The answer must consist of the entries, copied exactly and in full.

Records from a collection:

-.-.-

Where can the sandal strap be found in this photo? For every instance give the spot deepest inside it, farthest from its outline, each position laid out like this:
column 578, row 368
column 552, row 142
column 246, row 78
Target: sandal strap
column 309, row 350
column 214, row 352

-.-.-

• _Result of this exercise_:
Where can the sandal strap be found in this photo? For every instance give the spot deepest inside it, farthest from its outline, each position laid out like this:
column 578, row 368
column 552, row 142
column 246, row 78
Target: sandal strap
column 309, row 350
column 214, row 352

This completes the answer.